Material for the task:
◇ ◇ ◇

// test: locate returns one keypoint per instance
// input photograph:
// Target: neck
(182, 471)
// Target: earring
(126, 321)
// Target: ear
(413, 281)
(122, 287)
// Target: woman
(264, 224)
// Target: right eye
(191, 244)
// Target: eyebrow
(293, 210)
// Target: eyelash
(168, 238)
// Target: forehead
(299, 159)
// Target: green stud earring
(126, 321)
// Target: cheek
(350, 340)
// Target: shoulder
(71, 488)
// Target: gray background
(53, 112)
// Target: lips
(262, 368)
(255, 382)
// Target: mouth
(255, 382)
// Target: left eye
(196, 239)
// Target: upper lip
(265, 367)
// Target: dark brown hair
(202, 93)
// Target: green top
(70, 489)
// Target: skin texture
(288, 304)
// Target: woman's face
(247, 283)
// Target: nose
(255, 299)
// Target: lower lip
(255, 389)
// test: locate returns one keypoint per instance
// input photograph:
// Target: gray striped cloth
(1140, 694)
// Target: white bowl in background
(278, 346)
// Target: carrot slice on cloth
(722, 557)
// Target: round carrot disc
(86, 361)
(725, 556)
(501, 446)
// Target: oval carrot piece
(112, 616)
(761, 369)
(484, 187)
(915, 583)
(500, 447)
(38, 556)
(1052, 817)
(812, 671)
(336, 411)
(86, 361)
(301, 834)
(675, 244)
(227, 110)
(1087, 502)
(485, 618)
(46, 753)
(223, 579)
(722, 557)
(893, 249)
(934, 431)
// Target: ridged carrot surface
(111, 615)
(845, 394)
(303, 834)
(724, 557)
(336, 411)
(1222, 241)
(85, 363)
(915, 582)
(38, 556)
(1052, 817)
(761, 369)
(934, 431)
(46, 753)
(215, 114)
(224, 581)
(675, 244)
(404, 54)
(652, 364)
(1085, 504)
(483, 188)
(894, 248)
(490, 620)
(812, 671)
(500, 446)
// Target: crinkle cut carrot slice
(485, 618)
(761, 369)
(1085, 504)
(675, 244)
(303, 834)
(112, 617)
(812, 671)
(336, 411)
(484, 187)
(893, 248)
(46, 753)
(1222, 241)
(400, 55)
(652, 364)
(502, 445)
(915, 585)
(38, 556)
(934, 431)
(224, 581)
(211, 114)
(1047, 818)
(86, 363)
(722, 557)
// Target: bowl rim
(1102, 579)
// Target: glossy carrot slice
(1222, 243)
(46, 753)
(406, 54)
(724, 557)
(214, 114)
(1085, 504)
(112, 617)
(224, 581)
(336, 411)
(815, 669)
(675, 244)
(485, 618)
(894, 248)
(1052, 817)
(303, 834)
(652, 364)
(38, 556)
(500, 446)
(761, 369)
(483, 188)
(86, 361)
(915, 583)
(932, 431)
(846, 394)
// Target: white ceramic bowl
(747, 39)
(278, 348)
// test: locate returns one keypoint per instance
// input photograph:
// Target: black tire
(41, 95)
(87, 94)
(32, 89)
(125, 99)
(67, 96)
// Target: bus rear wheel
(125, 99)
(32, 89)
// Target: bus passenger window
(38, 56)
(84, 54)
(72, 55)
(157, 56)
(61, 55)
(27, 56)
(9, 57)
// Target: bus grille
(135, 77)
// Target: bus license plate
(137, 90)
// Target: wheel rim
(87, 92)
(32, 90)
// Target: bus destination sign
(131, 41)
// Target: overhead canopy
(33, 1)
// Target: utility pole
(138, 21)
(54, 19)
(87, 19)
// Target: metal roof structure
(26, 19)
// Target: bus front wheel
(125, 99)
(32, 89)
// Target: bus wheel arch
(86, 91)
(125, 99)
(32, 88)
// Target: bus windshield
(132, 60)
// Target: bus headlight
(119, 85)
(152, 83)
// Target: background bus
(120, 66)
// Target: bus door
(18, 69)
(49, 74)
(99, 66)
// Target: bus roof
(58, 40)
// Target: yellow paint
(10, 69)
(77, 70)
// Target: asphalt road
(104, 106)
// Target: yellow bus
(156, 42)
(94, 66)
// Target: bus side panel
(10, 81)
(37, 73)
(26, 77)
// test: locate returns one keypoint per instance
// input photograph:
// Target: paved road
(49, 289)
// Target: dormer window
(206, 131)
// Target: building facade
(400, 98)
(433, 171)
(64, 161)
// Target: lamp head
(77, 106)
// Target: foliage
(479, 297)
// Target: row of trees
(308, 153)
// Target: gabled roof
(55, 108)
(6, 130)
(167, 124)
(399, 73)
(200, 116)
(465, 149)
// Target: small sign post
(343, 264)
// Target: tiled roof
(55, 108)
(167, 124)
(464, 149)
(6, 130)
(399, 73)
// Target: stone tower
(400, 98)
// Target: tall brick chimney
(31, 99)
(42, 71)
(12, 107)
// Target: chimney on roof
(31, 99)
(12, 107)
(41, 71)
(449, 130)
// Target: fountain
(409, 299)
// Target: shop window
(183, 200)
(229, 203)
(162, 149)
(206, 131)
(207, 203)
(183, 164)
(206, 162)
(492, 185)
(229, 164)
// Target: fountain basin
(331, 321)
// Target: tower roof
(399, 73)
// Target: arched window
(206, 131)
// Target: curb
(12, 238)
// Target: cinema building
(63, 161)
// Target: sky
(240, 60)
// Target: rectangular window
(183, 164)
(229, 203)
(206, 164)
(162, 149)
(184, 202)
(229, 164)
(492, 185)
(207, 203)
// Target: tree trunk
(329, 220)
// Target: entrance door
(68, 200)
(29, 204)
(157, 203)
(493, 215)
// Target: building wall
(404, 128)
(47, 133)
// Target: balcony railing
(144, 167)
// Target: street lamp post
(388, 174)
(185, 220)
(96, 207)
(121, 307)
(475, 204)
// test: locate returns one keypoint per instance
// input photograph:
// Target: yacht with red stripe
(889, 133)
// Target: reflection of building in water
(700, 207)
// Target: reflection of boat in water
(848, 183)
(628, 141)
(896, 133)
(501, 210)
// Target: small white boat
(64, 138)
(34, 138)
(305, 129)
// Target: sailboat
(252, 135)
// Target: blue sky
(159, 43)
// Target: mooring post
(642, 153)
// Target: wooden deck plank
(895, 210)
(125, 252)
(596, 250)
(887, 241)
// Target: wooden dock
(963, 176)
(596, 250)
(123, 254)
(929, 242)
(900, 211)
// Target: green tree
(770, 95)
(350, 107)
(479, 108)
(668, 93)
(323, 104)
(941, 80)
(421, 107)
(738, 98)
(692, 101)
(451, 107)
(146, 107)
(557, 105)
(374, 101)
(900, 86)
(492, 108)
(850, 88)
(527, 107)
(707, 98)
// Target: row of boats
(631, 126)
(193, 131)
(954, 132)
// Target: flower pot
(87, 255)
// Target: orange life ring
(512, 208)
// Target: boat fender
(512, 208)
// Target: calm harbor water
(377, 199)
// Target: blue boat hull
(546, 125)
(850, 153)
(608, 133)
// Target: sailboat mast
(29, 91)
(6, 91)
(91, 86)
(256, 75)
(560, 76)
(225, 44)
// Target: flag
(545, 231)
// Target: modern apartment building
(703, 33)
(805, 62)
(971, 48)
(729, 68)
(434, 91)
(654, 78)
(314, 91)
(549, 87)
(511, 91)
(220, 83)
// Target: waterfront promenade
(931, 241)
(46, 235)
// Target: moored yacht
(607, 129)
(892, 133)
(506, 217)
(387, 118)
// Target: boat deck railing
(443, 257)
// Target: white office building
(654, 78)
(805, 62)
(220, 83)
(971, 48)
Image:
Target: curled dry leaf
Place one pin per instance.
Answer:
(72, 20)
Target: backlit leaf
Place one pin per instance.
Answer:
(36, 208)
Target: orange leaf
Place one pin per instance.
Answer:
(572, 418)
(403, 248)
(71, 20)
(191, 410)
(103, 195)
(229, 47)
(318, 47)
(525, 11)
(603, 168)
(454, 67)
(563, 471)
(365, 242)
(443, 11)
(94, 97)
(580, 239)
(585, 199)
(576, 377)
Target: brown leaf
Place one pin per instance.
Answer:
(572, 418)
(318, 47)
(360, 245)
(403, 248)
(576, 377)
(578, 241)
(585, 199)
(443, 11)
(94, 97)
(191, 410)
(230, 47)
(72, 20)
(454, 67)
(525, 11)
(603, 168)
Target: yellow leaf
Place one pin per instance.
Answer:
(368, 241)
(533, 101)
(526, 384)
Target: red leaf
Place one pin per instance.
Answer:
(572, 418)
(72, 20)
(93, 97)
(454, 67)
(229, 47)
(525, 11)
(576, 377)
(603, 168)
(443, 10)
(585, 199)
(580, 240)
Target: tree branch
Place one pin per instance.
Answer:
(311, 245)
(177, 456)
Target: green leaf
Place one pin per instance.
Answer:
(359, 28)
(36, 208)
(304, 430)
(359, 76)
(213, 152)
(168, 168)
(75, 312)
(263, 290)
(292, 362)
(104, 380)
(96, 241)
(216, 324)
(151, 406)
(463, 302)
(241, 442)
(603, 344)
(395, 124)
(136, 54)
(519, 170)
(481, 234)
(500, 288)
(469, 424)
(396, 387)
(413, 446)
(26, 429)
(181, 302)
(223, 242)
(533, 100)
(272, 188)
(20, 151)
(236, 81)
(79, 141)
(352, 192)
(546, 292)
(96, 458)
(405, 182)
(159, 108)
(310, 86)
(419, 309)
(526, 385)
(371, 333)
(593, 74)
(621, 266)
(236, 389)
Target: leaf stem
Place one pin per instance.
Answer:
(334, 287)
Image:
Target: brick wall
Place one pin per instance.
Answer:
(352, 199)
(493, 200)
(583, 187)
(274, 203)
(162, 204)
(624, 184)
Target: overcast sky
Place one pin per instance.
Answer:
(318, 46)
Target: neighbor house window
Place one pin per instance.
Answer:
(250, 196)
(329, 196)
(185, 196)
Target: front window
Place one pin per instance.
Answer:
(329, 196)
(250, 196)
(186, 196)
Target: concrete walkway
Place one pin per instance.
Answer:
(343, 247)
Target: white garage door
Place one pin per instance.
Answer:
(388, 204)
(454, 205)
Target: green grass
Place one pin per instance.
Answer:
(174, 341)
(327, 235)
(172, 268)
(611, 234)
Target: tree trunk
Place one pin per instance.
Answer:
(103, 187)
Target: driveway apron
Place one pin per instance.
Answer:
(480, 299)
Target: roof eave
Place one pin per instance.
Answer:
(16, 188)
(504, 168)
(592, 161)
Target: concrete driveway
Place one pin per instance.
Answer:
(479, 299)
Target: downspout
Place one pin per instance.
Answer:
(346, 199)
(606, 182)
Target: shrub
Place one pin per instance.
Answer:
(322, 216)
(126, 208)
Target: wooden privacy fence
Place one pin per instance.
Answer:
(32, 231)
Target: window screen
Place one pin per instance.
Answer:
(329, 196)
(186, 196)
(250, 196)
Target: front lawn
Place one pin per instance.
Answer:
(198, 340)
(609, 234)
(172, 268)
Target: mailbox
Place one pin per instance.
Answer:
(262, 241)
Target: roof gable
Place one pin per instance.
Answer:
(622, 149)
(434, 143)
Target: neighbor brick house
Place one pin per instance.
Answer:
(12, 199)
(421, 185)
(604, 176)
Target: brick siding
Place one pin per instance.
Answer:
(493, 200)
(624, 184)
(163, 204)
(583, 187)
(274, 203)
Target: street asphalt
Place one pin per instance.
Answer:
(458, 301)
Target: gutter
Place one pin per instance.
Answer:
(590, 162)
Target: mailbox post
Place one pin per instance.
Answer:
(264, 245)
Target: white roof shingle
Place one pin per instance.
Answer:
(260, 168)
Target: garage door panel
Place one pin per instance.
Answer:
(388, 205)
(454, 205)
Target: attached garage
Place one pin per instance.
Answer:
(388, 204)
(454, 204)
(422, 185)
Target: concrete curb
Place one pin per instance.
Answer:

◇ ◇ ◇

Work to be completed: Extract every line from the one with "Target: front lawn" down to the final line above, both included, exactly as written.

Final result:
Target: front lawn
Place one pin per instance.
Answer:
(198, 340)
(609, 234)
(172, 268)
Target: mailbox
Place one pin per instance.
Answer:
(262, 241)
Target: roof gable
Place one pin per instance.
Answer:
(622, 149)
(434, 143)
Target: neighbor brick house
Place one pin per instance.
Answer:
(12, 199)
(421, 185)
(604, 176)
Target: brick siding
Place one pin per instance.
Answer:
(493, 200)
(624, 184)
(163, 204)
(583, 187)
(274, 203)
Target: street asphalt
Place one pin per instance.
Answer:
(458, 301)
Target: gutter
Place one pin per instance.
Answer:
(590, 162)
Target: mailbox post
Place one pin per instance.
Answer:
(264, 245)
Target: white roof shingle
Place one pin per instance.
Answer:
(260, 168)
Target: garage door panel
Place one pin per instance.
Answer:
(388, 205)
(454, 205)
Target: attached garage
Place one pin per instance.
Answer:
(388, 204)
(454, 204)
(422, 185)
Target: concrete curb
Place one pin per instance.
Answer:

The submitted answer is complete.